- **The problem**: Transcribe exactly, and without pictures, the lines from the one that contains "label: shadow on pavement" through the last line of the material.

=== Excerpted records ===

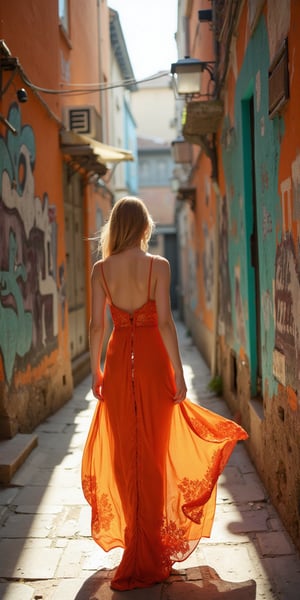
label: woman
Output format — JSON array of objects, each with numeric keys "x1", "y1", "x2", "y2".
[{"x1": 82, "y1": 196, "x2": 248, "y2": 591}]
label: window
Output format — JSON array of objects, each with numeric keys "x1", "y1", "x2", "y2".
[
  {"x1": 139, "y1": 154, "x2": 173, "y2": 187},
  {"x1": 59, "y1": 0, "x2": 69, "y2": 33}
]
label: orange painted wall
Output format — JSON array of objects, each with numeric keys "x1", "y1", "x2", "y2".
[
  {"x1": 60, "y1": 3, "x2": 101, "y2": 113},
  {"x1": 0, "y1": 61, "x2": 71, "y2": 403},
  {"x1": 276, "y1": 0, "x2": 300, "y2": 246},
  {"x1": 0, "y1": 1, "x2": 112, "y2": 436},
  {"x1": 193, "y1": 152, "x2": 216, "y2": 331},
  {"x1": 185, "y1": 0, "x2": 217, "y2": 337},
  {"x1": 0, "y1": 1, "x2": 59, "y2": 116}
]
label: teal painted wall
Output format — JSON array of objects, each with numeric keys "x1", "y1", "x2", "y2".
[{"x1": 221, "y1": 16, "x2": 282, "y2": 397}]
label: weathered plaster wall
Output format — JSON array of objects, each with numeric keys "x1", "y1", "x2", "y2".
[
  {"x1": 181, "y1": 0, "x2": 218, "y2": 369},
  {"x1": 0, "y1": 98, "x2": 72, "y2": 437},
  {"x1": 221, "y1": 14, "x2": 281, "y2": 393},
  {"x1": 185, "y1": 151, "x2": 217, "y2": 367},
  {"x1": 218, "y1": 0, "x2": 300, "y2": 549}
]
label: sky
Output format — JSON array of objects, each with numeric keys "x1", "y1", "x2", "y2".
[{"x1": 108, "y1": 0, "x2": 178, "y2": 80}]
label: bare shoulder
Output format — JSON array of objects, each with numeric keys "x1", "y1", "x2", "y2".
[
  {"x1": 153, "y1": 255, "x2": 170, "y2": 277},
  {"x1": 91, "y1": 259, "x2": 104, "y2": 280},
  {"x1": 150, "y1": 255, "x2": 170, "y2": 281},
  {"x1": 151, "y1": 254, "x2": 170, "y2": 270}
]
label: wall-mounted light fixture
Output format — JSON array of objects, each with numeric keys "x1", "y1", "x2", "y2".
[
  {"x1": 171, "y1": 56, "x2": 216, "y2": 99},
  {"x1": 171, "y1": 135, "x2": 193, "y2": 164},
  {"x1": 170, "y1": 7, "x2": 223, "y2": 182},
  {"x1": 0, "y1": 39, "x2": 28, "y2": 135}
]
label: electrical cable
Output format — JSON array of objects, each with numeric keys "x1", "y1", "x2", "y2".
[
  {"x1": 0, "y1": 67, "x2": 17, "y2": 99},
  {"x1": 18, "y1": 68, "x2": 170, "y2": 96}
]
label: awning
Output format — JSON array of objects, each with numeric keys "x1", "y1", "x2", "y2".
[{"x1": 60, "y1": 130, "x2": 134, "y2": 166}]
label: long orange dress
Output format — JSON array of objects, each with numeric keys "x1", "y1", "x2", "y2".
[{"x1": 81, "y1": 257, "x2": 248, "y2": 591}]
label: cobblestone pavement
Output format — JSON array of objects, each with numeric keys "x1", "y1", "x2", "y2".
[{"x1": 0, "y1": 321, "x2": 300, "y2": 599}]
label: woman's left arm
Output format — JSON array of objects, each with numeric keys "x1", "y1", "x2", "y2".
[{"x1": 89, "y1": 261, "x2": 106, "y2": 400}]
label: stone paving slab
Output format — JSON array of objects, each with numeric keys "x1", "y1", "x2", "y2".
[
  {"x1": 0, "y1": 433, "x2": 38, "y2": 484},
  {"x1": 261, "y1": 556, "x2": 300, "y2": 600},
  {"x1": 11, "y1": 484, "x2": 85, "y2": 507},
  {"x1": 0, "y1": 485, "x2": 20, "y2": 506},
  {"x1": 256, "y1": 531, "x2": 295, "y2": 556},
  {"x1": 0, "y1": 582, "x2": 34, "y2": 600},
  {"x1": 0, "y1": 512, "x2": 57, "y2": 538},
  {"x1": 14, "y1": 504, "x2": 64, "y2": 515},
  {"x1": 0, "y1": 539, "x2": 62, "y2": 579}
]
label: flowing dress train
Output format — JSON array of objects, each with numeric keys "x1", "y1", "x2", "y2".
[{"x1": 82, "y1": 258, "x2": 248, "y2": 590}]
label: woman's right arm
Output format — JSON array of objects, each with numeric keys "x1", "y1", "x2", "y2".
[
  {"x1": 89, "y1": 261, "x2": 106, "y2": 400},
  {"x1": 154, "y1": 258, "x2": 187, "y2": 403}
]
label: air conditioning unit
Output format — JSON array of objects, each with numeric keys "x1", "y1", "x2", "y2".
[{"x1": 63, "y1": 105, "x2": 101, "y2": 139}]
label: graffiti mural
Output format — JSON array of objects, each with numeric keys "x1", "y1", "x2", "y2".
[
  {"x1": 274, "y1": 167, "x2": 300, "y2": 396},
  {"x1": 218, "y1": 195, "x2": 233, "y2": 339},
  {"x1": 274, "y1": 233, "x2": 300, "y2": 394},
  {"x1": 0, "y1": 231, "x2": 33, "y2": 382},
  {"x1": 0, "y1": 104, "x2": 60, "y2": 384}
]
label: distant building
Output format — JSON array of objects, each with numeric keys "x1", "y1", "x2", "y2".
[{"x1": 132, "y1": 73, "x2": 178, "y2": 307}]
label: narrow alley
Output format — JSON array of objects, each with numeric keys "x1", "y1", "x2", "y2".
[{"x1": 0, "y1": 320, "x2": 299, "y2": 600}]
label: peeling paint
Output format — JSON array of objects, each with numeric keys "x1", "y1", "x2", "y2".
[
  {"x1": 255, "y1": 70, "x2": 261, "y2": 112},
  {"x1": 280, "y1": 177, "x2": 292, "y2": 232},
  {"x1": 221, "y1": 15, "x2": 279, "y2": 391},
  {"x1": 262, "y1": 206, "x2": 273, "y2": 238},
  {"x1": 274, "y1": 232, "x2": 300, "y2": 393},
  {"x1": 287, "y1": 385, "x2": 298, "y2": 411}
]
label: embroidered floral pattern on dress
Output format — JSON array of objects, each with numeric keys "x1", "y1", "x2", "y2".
[
  {"x1": 177, "y1": 450, "x2": 221, "y2": 523},
  {"x1": 97, "y1": 493, "x2": 114, "y2": 531},
  {"x1": 110, "y1": 306, "x2": 131, "y2": 328},
  {"x1": 189, "y1": 416, "x2": 239, "y2": 441},
  {"x1": 160, "y1": 519, "x2": 190, "y2": 563},
  {"x1": 82, "y1": 475, "x2": 114, "y2": 532},
  {"x1": 110, "y1": 300, "x2": 157, "y2": 329},
  {"x1": 178, "y1": 477, "x2": 206, "y2": 523},
  {"x1": 82, "y1": 473, "x2": 95, "y2": 504},
  {"x1": 135, "y1": 300, "x2": 157, "y2": 327}
]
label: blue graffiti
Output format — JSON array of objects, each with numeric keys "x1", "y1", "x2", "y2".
[
  {"x1": 0, "y1": 103, "x2": 59, "y2": 385},
  {"x1": 0, "y1": 231, "x2": 33, "y2": 382}
]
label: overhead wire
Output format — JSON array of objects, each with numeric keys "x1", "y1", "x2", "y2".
[
  {"x1": 18, "y1": 69, "x2": 171, "y2": 96},
  {"x1": 1, "y1": 56, "x2": 172, "y2": 133}
]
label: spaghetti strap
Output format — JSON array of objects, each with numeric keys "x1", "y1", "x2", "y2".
[
  {"x1": 147, "y1": 257, "x2": 154, "y2": 300},
  {"x1": 100, "y1": 262, "x2": 112, "y2": 304}
]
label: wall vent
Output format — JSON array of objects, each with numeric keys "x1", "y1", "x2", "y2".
[{"x1": 63, "y1": 106, "x2": 102, "y2": 139}]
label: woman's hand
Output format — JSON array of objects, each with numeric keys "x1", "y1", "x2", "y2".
[
  {"x1": 92, "y1": 371, "x2": 104, "y2": 401},
  {"x1": 173, "y1": 371, "x2": 187, "y2": 404}
]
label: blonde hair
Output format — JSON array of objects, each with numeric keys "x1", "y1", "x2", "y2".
[{"x1": 99, "y1": 196, "x2": 155, "y2": 258}]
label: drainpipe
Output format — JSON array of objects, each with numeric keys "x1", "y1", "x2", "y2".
[
  {"x1": 96, "y1": 0, "x2": 105, "y2": 142},
  {"x1": 211, "y1": 180, "x2": 220, "y2": 377},
  {"x1": 211, "y1": 1, "x2": 220, "y2": 377}
]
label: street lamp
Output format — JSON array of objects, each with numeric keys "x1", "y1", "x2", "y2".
[
  {"x1": 171, "y1": 56, "x2": 216, "y2": 98},
  {"x1": 171, "y1": 135, "x2": 192, "y2": 164}
]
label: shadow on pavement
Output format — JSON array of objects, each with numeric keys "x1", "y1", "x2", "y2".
[{"x1": 74, "y1": 566, "x2": 256, "y2": 599}]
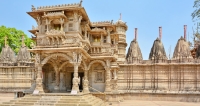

===

- **Answer to this problem**:
label: shadow on pavement
Output format — JSON array of objects, each with numeric keys "x1", "y1", "x2", "y2".
[{"x1": 74, "y1": 566, "x2": 256, "y2": 599}]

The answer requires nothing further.